··· Testo di partenza ···
E' stato effettuato con successo un trapianto di insule pancreatiche, ottenute da donatore materno, in una donna con diabete insulinodipendente instabile.

Una donna di 27 anni, affetta dall'età di 15 anni da diabete mellito insulinodipendente ha ricevuto cellule pancreatiche dalla madre di 56 anni. L'intervento è stato eseguito a Kyoto, in Giappone. La tecnica usata ha comportato una pancreatectomia distale nella madre donatrice. Dalla coda del pancreas è stato praticato l'isolamento delle insule mediante digestione con liberasi contenenti inibitori della tripsina.
Gli equivalenti insulari ottenuti sono poi stati trapiantati nella paziente attraverso la vena portale.
La paziente ha potuto sospendere l'insulina, con un eccellente controllo glicemico.
Il risultato ottenuto con il donatore vivente è equivalente a quello con due o più isolati pancreatici dal cadavere.
Il successo potrrebbe derivare dall'assenza della tempesta citochinica che si ha in conseguenza della morte cerebrale di un donatore deceduto, in aggiunta alla riduzione dell'ischemia da freddo e del danno preservativo del pancreas, nonché ad una maggiore compatibilità tissutale.

Fonte: The Lancet, 2005; 365: 1642-1644

Commento di Luca Puccetti

Il trapianto di pancreas è stato effettuato, su esseri umani affetti da diabete di tipo 1, per la prima volta nel 1966. I risultati sono stati però scarsi fino al 1978. Importanti passi verso il miglioramento delle tecniche chirurgiche sono stati compiuti introducendo terapie antirigetto, usando ciclosporine e agenti anti-linfociti T.
Dalla fine del 1997 sono stati effettuati (Registro Internazionale dei Trapianti di Pancreas) circa 10.000 trapianti di pancreas e sono stati riportati più di 1.200 protocolli. Il triennio 1994-1997 indica un aumento delle sopravvivenze annue maggiore del 90%. Le sopravvivenze annue (senza più assunzione di insulina, con glicemie basali normali e con valori di emoglobina glicosilata nella norma o leggermente elevati) sono state dell'82% con trapianto combinato rene-pancreas (SPK), del 71% con trapianto di pancreas successivo a quello renale (PAK) e del 62% con trapianto di solo pancreas.
Il trapianto delle isole pancreatiche spesso fallisce. Alcuni pazienti non riescono a secernere glucagone dalle loro cellule native in risposta all'ipoglicemia, malgrado il ristabilimento dell'euglicemia. Le potenziali cause del fallimento del trapianto di isole sono rappresentate dall'imperfetta infusione iniziale, da processi infiammatori in situ, da reazione allo-immune o autoimmune e dalla beta tossicità dei farmaci immunosoppressori. Dal 1990 al 1995 il Registro Internazionale dei Trapianti di Isole (International Islet Transplant Registry) indica nel 6% il numero di diabetici di tipo 1 che ottengono un'insulino-indipendenza uguale o superiore ad 1 anno, nonostante una più alta percentuale sembri avere una produzione endogena di C-peptide.
··· Blocco dati ···
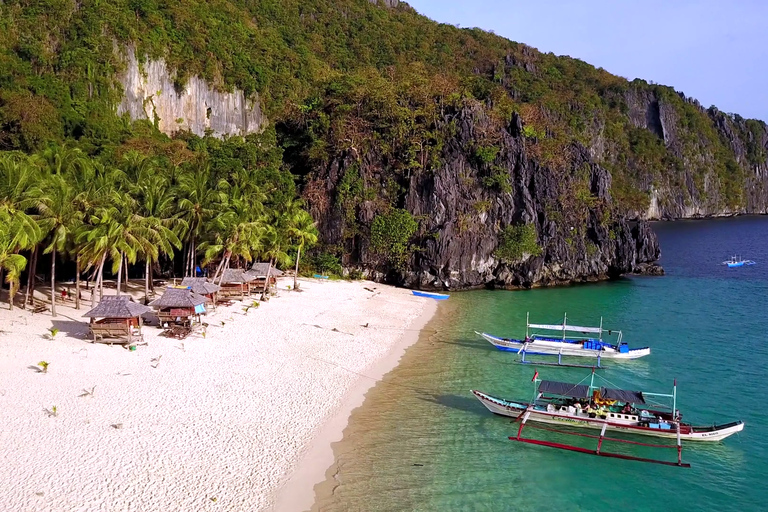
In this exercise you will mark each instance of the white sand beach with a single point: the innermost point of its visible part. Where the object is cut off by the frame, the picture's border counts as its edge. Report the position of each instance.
(214, 423)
···
> Cosa farai
[1] Indica se ciascuna affermazione concorda con il testo sul trapianto di insule pancreatiche, rispondendo sì o no e citando esattamente le parole del testo che lo stabiliscono: (a) la donatrice delle cellule pancreatiche aveva 56 anni; (b) le insule sono state trapiantate nella paziente attraverso la vena cava; (c) il primo trapianto di pancreas su esseri umani affetti da diabete di tipo 1 risale al 1978.
[2] Prosegui il testo sul trapianto di insule pancreatiche a partire dall'ultima frase riportata.
L'elenco proviene da una fonte diversa dal testo.

> Esiti dei compiti
[1]
(a) Sì: «ha ricevuto cellule pancreatiche dalla madre di 56 anni».
(b) No: «sono poi stati trapiantati nella paziente attraverso la vena portale».
(c) No: «Il trapianto di pancreas è stato effettuato, su esseri umani affetti da diabete di tipo 1, per la prima volta nel 1966».

[2]
Il maggior numero di successi nel trapianto di isole pancreatiche è stato ottenuto con pazienti non diabetici affetti da pancreatiti. In questi pazienti, i dolori addominali sono stati trattati con una pancreatectomia totale e le isole venivano separate dal pancreas in poche ore e quindi infuse nella vena porta. La risposta insulinica al glucosio somministrato per via orale ed endovenosa, è rimasta integra fino a 7 anni e più a lungo dopo autotrapianto. In una serie di trapianti, il 74% dei 14 pazienti che hanno ricevuto più di 300.000 isole, sono rimasti insulino-indipendenti per i 2 anni successivi53. Quindi, il numero di isole convenzionalmente infuse nei trapianti dei pazienti diabetici (500.000), dovrebbe garantire la conservazione dell'insulino-indipendenza. Comunque, le differenze tra autotrapianto ed allotrapianto sono dovute al fatto che i farmaci immunosoppressori somministrati ai pazienti allotrapiantati influiscono contro la funzione insulare, mentre i riceventi di autotrapianto hanno il vantaggio di non aver precedentemente subito l'attacco autoimmune che causa il diabete.
La pratica di usare donatori viventi ed imparentati presenta vantaggi rispetto ai trapianti da cadavere, ma sembra difficile da estendere: al momento, infatti, non si conoscono gli esiti a lungo termine per il donatore.